> **Excerpted records**:
* * * * * * * * *
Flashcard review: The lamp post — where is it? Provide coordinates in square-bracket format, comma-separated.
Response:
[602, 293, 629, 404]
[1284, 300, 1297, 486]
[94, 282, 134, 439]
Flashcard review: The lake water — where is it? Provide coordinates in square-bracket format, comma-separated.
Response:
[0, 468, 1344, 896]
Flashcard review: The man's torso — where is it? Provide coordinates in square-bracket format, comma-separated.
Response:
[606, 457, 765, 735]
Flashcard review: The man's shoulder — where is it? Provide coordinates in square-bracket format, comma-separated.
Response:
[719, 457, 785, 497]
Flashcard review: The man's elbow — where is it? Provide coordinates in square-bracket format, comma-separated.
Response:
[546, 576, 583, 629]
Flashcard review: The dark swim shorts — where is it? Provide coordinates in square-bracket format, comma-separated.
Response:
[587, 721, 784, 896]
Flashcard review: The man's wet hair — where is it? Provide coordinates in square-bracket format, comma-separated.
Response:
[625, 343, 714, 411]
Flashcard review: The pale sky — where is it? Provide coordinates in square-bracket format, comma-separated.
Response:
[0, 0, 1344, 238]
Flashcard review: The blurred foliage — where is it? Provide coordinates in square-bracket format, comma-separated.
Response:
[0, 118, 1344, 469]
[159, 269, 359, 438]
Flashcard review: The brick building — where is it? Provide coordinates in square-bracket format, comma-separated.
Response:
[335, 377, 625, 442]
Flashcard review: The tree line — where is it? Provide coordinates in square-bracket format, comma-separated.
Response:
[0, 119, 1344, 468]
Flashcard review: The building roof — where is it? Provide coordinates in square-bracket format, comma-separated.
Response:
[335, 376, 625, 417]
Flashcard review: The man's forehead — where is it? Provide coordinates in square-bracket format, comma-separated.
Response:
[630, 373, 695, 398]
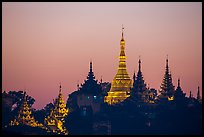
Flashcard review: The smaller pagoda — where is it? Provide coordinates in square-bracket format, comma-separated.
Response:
[44, 85, 68, 135]
[174, 79, 186, 100]
[9, 92, 43, 127]
[159, 58, 175, 101]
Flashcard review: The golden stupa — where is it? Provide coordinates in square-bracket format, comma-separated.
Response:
[104, 27, 132, 105]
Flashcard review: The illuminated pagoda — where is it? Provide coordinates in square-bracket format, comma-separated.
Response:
[76, 61, 104, 116]
[10, 92, 43, 127]
[159, 57, 175, 101]
[44, 85, 68, 135]
[131, 58, 149, 102]
[104, 27, 132, 105]
[174, 79, 186, 100]
[196, 86, 202, 102]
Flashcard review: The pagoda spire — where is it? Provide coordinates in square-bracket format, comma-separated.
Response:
[159, 55, 174, 100]
[90, 61, 92, 72]
[197, 86, 201, 100]
[139, 56, 141, 71]
[189, 91, 193, 99]
[59, 82, 62, 94]
[10, 92, 43, 127]
[77, 80, 79, 90]
[133, 56, 147, 93]
[44, 83, 68, 135]
[133, 70, 136, 82]
[104, 25, 132, 105]
[178, 78, 180, 87]
[174, 78, 186, 100]
[166, 54, 169, 70]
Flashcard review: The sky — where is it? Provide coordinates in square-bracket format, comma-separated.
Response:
[2, 2, 202, 109]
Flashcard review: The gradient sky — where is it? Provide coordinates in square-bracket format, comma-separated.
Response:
[2, 2, 202, 109]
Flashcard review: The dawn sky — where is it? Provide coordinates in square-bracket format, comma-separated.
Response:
[2, 2, 202, 109]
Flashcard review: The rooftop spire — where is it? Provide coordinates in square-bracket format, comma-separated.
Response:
[139, 56, 141, 71]
[166, 54, 169, 69]
[178, 78, 180, 87]
[121, 24, 125, 40]
[59, 82, 62, 93]
[77, 80, 79, 90]
[133, 70, 136, 81]
[90, 61, 92, 72]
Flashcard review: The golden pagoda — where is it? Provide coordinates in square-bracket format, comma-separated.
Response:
[44, 85, 68, 135]
[104, 27, 132, 105]
[9, 92, 43, 127]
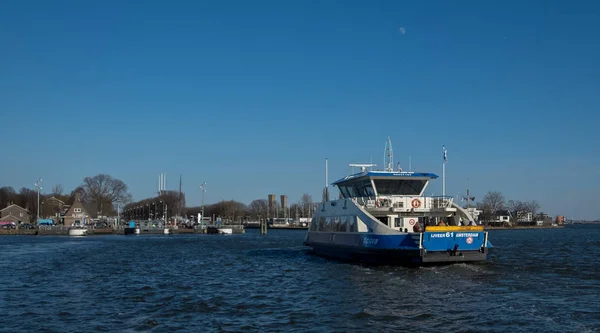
* * * * * * * * *
> **Set exercise**: Copy all of the lines above word for word, but leave out the pictures.

> **Task output**:
Flashcard review: The lamp post — where is it? Provide coordinates in square-bracket format, comma-separated.
Response:
[602, 293, 629, 404]
[1284, 300, 1297, 486]
[94, 282, 134, 439]
Flashcard review: The lake water — where is it? Provide coordinates in square-bracket format, comma-separated.
Response:
[0, 468, 1344, 896]
Flashcard review: The man's torso — where is it? Provide coordinates in square-bracket format, comma-separated.
Response:
[606, 457, 765, 735]
Flashcard review: The man's shoulder — where is it? Provide coordinates in square-bracket format, comma-separated.
Response:
[719, 457, 785, 497]
Flashcard review: The man's elbow — where is it? Provide coordinates in square-bracket format, comma-separated.
Response:
[546, 576, 583, 629]
Flashcard review: The dark swim shorts — where is it? Provide coordinates in square-bracket format, comma-separated.
Response:
[587, 721, 784, 896]
Flashcard review: The man's wet hair — where is it? Provide coordinates in square-bracket format, comma-separated.
Response:
[625, 343, 714, 411]
Flashcard review: The pale sky — where is it? Provide coordinates in square-bracket format, comma-separated.
Response:
[0, 0, 1344, 238]
Flashcard review: The blurred foliage — where is it? Provide coordinates in square-bracket format, comma-separated.
Response:
[0, 118, 1344, 469]
[159, 269, 359, 438]
Flashcard review: The brick building — where is it? Provide coordinates in square-bracket format, comma-separated.
Response:
[335, 377, 625, 442]
Flashcard review: The tree line — where is it? Provide coordinates in square-bracket format, comma-separated.
Response:
[0, 119, 1344, 468]
Flashcard review: The building roof — where is it? Provide coordinates in square-bracket format, comma-separated.
Response:
[335, 376, 625, 417]
Flashcard review: The man's forehead — where is it? Provide coordinates in square-bracket format, comma-separated.
Response:
[630, 373, 695, 398]
Flashcard review: The smaller pagoda — where is it? Provide coordinates in square-bracket format, comma-separated.
Response:
[44, 85, 68, 135]
[174, 79, 186, 100]
[9, 92, 43, 127]
[159, 58, 175, 101]
Flashcard review: The golden stupa — where is it? Provide coordinates in square-bracket format, comma-separated.
Response:
[104, 27, 132, 105]
Flashcard review: The illuminated pagoda — where is it? Provide coordinates in square-bracket format, comma-separated.
Response:
[76, 61, 104, 116]
[10, 92, 43, 127]
[159, 57, 175, 101]
[44, 85, 68, 135]
[131, 58, 149, 102]
[104, 27, 132, 105]
[174, 79, 186, 100]
[196, 86, 202, 102]
Flashcard review: The pagoda spire — where is it? Provide coordinates in square-bracket format, comma-separated.
Response:
[159, 55, 174, 100]
[90, 61, 92, 72]
[197, 86, 201, 100]
[139, 56, 141, 71]
[189, 91, 193, 99]
[59, 82, 62, 94]
[10, 92, 43, 127]
[77, 80, 79, 90]
[133, 56, 147, 93]
[44, 83, 68, 135]
[133, 70, 136, 82]
[104, 25, 132, 105]
[178, 78, 180, 87]
[174, 78, 186, 100]
[166, 54, 169, 70]
Flashcard review: The sky — where is it? Provide coordinates in square-bracket format, comma-separated.
Response:
[2, 2, 202, 109]
Flashcard review: The gradient sky — where is it? Provide coordinates in square-bracket format, comma-separated.
Response:
[2, 2, 202, 109]
Flashcard review: The dawn sky — where is it? Provide coordinates in square-bracket format, comma-separated.
Response:
[2, 2, 202, 109]
Flashcard review: The rooftop spire — where is it? Provide coordinates in square-bracket format, comma-separated.
Response:
[139, 56, 141, 71]
[166, 54, 169, 69]
[178, 78, 180, 87]
[121, 24, 125, 40]
[59, 82, 62, 93]
[77, 80, 79, 90]
[133, 70, 136, 81]
[90, 61, 92, 72]
Flashcard review: The golden pagoda — where is it? Provide coordinates in square-bracket format, comma-separated.
Response:
[44, 85, 68, 135]
[104, 27, 132, 105]
[9, 92, 43, 127]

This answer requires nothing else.